#### What to work on
Reproduce the section of the passage below on ethanol metabolism and UADT cancer risk, starting with "One possibility may" and going on through "this tissue .".

#### Text for analysis

One possibility may be that in populations with fully active ALDH2, where acetaldehyde generated from ethanol oxidation is rapidly converted to acetate, different mechanisms of alcohol-related UADT carcinogenesis are operative. Specifically, the reduced ability to clear ethanol in ADH1B R48 homozygotes could result in the induction of CYP2E1, which generates genotoxic oxygen radicals and lipid peroxidation products. Although ethanol induction of CYP2E1 levels are most well documented for the liver, CYP2E1 is present in oesophageal cells, and is also ethanol inducible in this tissue .
A second possibility is that these polymorphisms affect the metabolism of ethanol and acetaldehyde by microorganisms (bacteria and yeast) residing in the human oral cavity. Such organisms, which can metabolise ethanol into acetaldehyde, are being increasingly recognised as important contributors to alcohol-related UADT cancer risk, owing in large part to the pioneering studies of Salaspuro and colleagues . Yokoyama and colleagues  have shown that in a Japanese population, individuals who were homozygous for the less active ADH1B R48 allele had significantly higher salivary ethanol and acetaldehyde levels that those with at least one ADH1B H48 allele.

#### Entries supplied
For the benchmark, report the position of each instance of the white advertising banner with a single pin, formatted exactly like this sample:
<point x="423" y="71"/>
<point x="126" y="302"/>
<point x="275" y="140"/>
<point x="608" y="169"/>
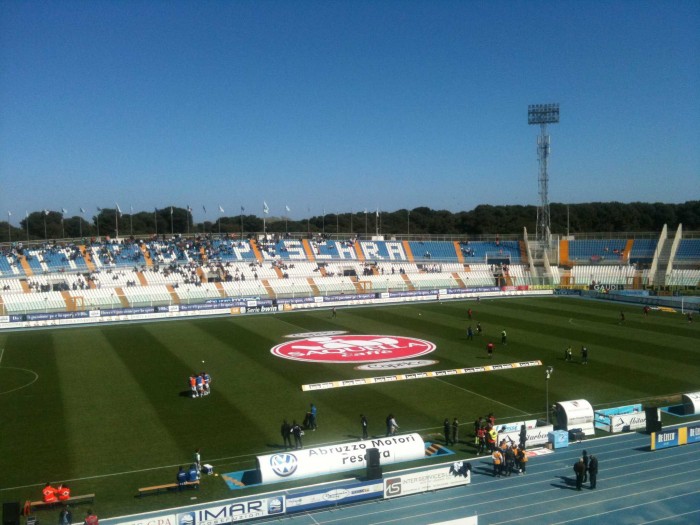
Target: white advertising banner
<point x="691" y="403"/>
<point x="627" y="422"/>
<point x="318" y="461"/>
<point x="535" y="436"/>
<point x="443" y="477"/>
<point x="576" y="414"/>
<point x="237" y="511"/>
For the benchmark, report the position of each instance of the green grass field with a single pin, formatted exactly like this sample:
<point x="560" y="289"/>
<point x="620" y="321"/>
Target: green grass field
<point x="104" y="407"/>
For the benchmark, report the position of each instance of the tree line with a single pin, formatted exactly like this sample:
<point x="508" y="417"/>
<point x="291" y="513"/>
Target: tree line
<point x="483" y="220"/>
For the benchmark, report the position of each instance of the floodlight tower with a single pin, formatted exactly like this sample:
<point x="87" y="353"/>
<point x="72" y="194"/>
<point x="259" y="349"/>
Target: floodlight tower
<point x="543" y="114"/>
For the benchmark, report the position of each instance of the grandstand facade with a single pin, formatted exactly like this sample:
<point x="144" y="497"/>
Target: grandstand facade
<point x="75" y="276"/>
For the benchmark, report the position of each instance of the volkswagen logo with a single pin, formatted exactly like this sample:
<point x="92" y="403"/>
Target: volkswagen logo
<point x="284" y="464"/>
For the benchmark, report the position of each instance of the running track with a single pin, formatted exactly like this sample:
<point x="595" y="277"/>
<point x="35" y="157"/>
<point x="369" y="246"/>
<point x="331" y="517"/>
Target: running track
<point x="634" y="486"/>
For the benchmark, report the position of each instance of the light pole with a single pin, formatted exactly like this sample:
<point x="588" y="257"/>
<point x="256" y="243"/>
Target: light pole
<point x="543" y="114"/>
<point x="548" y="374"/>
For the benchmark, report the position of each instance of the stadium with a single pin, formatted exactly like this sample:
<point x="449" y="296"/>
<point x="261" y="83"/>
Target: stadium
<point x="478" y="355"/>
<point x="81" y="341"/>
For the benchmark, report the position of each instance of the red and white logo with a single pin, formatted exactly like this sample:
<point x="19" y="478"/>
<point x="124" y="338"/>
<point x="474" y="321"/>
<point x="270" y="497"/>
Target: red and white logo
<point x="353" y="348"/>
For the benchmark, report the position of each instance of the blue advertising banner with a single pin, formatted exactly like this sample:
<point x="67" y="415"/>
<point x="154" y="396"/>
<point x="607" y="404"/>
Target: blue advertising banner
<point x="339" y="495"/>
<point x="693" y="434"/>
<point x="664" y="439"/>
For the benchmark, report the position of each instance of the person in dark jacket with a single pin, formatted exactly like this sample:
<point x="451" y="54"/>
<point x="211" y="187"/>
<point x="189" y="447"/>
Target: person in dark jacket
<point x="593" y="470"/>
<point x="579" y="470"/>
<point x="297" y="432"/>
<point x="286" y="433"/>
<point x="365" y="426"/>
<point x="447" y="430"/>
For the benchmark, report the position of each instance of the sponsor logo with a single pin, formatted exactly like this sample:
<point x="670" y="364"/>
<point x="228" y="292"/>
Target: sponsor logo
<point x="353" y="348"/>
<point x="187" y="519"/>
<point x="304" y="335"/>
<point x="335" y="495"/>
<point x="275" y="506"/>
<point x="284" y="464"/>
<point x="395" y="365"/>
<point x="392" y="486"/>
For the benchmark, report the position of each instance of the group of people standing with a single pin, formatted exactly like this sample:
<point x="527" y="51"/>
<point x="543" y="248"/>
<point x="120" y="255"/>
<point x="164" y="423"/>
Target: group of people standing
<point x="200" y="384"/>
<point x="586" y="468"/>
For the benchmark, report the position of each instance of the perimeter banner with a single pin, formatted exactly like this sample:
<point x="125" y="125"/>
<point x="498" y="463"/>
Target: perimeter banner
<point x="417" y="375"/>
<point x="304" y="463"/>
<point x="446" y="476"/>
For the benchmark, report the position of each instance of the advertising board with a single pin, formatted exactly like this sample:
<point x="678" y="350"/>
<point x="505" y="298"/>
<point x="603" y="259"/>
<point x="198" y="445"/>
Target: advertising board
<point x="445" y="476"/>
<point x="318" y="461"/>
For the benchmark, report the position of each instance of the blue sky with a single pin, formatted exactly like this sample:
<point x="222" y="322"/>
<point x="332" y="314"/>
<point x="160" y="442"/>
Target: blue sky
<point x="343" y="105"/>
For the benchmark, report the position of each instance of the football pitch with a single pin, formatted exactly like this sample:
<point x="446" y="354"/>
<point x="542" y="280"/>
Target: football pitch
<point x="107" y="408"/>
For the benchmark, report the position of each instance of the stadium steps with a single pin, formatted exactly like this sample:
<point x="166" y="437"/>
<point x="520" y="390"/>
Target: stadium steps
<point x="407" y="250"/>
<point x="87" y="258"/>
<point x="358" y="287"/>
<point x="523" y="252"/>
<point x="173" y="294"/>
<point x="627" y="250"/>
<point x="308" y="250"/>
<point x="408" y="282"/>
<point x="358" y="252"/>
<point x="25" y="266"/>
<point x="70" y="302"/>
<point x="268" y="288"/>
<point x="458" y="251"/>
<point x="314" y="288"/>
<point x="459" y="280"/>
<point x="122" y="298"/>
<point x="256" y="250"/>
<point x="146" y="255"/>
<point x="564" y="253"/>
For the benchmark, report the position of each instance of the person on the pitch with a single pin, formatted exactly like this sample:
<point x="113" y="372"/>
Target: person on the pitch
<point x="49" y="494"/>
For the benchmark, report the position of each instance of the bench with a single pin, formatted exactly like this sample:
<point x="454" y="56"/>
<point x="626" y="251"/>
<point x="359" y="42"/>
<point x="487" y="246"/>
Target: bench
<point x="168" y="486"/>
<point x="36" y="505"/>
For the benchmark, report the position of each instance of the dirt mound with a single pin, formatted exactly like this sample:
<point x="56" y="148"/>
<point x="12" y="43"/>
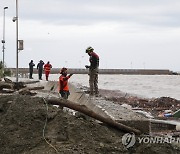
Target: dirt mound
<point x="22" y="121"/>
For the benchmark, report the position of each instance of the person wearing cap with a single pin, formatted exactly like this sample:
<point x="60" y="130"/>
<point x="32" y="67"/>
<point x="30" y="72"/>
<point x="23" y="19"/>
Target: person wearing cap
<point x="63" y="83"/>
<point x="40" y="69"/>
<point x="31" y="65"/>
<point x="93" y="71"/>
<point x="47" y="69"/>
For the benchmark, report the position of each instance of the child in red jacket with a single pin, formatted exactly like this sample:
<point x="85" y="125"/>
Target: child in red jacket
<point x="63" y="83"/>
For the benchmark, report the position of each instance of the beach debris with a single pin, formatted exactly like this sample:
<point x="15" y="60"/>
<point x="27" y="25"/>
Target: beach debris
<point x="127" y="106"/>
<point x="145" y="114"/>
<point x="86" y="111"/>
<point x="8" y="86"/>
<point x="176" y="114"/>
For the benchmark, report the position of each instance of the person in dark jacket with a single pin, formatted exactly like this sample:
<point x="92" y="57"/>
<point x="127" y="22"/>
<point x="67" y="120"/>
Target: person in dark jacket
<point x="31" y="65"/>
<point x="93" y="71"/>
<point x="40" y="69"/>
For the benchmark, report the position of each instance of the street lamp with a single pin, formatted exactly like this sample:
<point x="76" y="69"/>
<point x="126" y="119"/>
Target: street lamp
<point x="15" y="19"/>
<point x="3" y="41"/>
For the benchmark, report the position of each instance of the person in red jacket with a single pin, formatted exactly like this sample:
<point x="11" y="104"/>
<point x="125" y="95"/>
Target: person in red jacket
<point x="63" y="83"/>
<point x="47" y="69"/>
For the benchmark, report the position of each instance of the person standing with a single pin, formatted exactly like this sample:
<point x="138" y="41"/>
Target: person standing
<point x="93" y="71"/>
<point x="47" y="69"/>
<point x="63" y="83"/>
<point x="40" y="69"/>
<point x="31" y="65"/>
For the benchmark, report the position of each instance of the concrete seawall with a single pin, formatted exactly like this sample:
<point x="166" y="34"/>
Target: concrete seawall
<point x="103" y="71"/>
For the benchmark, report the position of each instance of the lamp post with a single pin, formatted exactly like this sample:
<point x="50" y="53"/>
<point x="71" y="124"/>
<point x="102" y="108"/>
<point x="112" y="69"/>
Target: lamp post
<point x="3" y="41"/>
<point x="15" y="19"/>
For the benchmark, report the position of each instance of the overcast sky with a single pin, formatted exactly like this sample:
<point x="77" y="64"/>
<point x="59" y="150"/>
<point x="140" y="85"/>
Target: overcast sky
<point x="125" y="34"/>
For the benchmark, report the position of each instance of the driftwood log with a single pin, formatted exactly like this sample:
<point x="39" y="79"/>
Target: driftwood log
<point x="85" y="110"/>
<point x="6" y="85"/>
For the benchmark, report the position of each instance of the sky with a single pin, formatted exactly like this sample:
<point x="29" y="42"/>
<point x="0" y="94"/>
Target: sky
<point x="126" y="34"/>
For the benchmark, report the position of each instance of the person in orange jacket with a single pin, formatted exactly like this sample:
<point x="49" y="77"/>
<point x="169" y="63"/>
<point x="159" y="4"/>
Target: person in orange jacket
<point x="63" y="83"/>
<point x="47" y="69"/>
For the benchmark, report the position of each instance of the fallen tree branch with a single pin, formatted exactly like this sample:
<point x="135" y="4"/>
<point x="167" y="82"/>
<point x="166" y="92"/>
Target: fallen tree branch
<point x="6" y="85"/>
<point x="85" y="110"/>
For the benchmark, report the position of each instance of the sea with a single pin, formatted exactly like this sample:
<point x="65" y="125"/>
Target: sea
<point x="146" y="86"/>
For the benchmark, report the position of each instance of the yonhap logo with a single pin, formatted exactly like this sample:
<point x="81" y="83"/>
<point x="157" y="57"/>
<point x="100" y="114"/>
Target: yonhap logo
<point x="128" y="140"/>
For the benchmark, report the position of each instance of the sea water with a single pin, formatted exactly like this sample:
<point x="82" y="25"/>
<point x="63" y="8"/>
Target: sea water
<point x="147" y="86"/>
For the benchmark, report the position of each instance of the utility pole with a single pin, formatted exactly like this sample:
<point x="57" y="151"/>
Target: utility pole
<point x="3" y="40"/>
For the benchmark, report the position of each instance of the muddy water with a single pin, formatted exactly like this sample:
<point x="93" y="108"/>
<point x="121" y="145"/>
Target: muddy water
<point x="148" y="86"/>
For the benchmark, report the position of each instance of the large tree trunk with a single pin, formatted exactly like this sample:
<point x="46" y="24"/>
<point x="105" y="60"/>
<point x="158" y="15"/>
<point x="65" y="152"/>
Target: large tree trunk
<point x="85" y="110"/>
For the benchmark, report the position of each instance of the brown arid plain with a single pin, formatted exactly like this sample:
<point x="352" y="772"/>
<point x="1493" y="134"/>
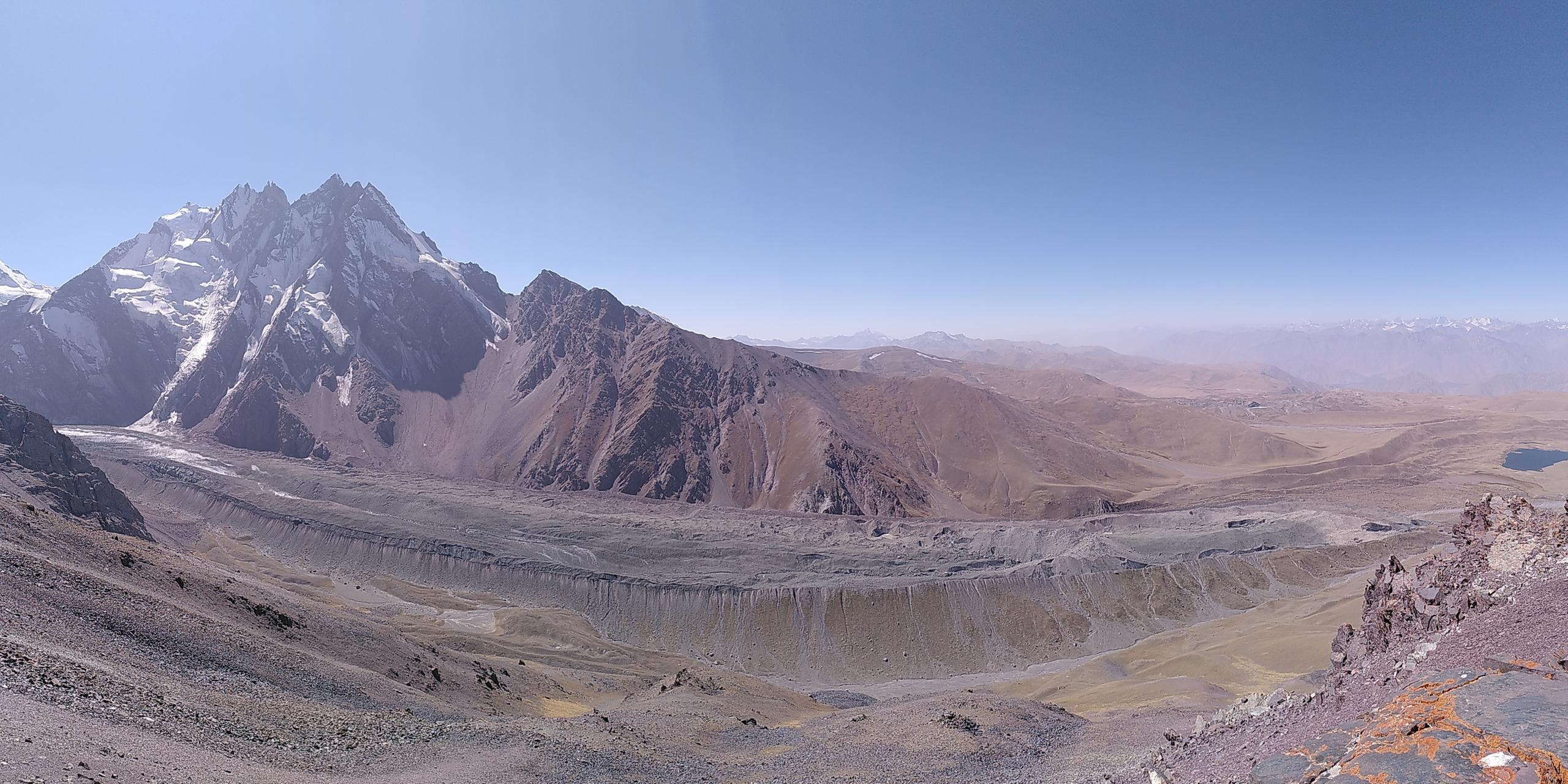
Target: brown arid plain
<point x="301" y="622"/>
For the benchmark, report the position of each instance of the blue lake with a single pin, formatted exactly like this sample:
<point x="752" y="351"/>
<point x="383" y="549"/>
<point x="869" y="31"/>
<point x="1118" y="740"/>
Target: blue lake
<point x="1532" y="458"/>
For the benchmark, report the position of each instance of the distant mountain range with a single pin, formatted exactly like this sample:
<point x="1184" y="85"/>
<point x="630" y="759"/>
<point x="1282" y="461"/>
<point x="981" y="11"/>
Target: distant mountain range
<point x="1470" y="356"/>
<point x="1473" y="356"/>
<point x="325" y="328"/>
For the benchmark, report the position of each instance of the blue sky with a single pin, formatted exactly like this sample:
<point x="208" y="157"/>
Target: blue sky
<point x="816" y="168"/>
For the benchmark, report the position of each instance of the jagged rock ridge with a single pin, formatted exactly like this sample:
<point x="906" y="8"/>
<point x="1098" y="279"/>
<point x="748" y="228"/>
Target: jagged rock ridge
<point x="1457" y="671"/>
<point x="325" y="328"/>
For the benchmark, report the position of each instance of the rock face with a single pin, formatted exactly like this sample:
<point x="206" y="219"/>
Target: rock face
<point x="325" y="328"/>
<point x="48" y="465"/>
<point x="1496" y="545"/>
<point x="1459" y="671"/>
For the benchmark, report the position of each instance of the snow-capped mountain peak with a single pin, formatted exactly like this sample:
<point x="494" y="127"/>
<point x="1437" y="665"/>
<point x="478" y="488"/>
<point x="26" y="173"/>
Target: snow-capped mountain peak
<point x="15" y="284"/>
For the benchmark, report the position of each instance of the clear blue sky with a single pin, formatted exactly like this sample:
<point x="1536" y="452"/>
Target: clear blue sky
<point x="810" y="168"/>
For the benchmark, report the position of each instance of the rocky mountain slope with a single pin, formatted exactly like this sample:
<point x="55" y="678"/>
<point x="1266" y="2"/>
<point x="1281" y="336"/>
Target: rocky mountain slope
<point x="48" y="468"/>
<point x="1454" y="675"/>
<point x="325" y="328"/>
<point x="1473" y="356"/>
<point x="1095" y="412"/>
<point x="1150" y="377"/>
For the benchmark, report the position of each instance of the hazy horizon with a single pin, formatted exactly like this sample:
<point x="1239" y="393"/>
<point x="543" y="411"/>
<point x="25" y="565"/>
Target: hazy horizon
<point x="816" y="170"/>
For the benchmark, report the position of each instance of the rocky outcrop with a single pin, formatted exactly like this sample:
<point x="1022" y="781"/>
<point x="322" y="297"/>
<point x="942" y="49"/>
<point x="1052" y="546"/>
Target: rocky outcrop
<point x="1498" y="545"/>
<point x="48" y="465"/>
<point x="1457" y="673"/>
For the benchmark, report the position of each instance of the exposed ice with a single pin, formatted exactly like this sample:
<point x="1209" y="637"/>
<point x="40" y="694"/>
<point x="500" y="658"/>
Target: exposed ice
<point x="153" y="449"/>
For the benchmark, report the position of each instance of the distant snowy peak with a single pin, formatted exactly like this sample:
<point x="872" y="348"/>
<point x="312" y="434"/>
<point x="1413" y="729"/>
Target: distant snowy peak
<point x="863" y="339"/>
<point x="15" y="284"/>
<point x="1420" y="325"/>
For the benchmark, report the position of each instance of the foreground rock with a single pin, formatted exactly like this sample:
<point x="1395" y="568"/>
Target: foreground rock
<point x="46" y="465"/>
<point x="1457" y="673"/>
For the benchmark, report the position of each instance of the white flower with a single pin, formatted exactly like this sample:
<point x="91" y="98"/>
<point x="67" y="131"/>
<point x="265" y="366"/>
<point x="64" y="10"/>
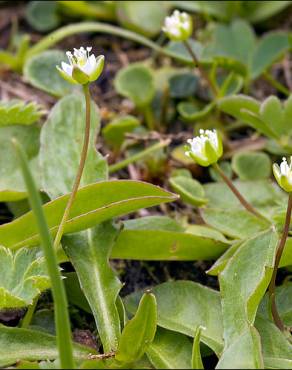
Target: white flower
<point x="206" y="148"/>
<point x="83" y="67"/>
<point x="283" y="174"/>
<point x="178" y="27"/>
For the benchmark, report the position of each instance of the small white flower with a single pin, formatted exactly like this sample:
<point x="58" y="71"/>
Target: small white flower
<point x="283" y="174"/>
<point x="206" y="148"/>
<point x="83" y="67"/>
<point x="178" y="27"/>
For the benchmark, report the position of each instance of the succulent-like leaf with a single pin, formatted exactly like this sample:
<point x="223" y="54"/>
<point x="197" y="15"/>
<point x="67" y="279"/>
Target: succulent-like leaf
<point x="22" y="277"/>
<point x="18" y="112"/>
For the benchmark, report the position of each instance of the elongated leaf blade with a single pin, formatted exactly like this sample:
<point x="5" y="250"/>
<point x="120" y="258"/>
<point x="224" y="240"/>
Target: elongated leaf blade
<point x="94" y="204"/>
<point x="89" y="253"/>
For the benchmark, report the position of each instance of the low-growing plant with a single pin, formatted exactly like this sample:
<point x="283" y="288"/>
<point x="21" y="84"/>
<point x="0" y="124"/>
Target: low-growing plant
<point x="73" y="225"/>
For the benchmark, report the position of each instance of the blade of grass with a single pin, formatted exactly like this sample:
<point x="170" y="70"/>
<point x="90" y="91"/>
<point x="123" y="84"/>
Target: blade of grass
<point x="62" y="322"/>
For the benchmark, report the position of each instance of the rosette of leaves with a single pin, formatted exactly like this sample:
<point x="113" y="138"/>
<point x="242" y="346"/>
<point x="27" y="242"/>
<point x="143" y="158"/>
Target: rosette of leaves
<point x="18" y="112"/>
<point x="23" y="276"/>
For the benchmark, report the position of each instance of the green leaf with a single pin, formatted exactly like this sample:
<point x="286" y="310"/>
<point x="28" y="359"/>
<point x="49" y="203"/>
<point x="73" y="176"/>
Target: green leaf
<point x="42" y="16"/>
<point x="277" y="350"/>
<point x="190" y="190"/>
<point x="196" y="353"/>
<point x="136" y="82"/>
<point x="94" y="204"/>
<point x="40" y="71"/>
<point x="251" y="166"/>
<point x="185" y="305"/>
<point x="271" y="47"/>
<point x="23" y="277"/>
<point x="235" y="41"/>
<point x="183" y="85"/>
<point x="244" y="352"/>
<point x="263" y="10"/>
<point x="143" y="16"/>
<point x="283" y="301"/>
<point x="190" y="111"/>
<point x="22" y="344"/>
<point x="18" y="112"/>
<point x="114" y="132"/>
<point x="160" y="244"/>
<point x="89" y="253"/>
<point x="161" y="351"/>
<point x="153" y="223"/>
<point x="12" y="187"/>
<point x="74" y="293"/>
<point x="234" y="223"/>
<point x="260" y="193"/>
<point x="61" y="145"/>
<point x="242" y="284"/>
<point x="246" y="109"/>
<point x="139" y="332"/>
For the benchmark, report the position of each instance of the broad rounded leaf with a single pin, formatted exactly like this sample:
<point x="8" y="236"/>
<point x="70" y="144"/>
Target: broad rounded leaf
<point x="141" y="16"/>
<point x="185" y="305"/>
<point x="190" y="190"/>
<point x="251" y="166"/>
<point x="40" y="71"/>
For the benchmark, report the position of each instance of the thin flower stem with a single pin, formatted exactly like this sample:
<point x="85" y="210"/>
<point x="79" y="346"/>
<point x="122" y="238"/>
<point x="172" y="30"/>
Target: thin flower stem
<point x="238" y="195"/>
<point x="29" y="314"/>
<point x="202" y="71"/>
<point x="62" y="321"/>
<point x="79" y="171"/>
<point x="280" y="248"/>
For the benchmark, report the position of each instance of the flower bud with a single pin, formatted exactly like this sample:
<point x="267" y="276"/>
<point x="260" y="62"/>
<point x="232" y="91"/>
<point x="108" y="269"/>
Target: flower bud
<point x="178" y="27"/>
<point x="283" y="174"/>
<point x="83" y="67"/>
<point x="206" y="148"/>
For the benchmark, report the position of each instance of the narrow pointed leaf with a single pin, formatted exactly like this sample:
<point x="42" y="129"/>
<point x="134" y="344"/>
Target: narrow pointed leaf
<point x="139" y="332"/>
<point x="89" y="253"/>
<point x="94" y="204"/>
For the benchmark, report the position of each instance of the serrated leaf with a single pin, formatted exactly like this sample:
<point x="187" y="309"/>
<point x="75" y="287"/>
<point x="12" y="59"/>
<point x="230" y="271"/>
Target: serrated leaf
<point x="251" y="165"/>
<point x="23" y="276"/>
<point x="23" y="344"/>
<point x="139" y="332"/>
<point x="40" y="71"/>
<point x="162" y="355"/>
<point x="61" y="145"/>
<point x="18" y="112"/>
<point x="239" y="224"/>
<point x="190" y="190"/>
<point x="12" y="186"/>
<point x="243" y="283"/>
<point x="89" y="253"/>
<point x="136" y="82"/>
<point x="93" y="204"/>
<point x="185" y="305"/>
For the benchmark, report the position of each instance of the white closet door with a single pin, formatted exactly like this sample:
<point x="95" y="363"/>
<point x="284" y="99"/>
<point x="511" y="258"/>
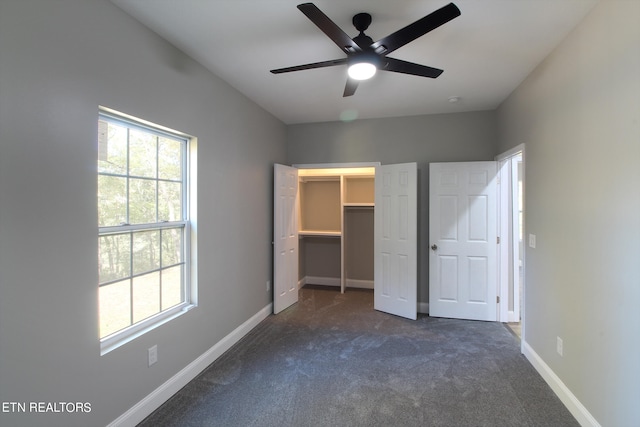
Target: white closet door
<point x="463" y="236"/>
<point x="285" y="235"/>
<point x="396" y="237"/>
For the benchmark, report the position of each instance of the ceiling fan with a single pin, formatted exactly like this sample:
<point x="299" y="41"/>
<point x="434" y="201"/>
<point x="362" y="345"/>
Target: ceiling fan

#### Exercise solution
One possibility may be that in populations with fully active ALDH2, where acetaldehyde generated from ethanol oxidation is rapidly converted to acetate, different mechanisms of alcohol-related UADT carcinogenesis are operative. Specifically, the reduced ability to clear ethanol in ADH1B R48 homozygotes could result in the induction of CYP2E1, which generates genotoxic oxygen radicals and lipid peroxidation products. Although ethanol induction of CYP2E1 levels are most well documented for the liver, CYP2E1 is present in oesophageal cells, and is also ethanol inducible in this tissue .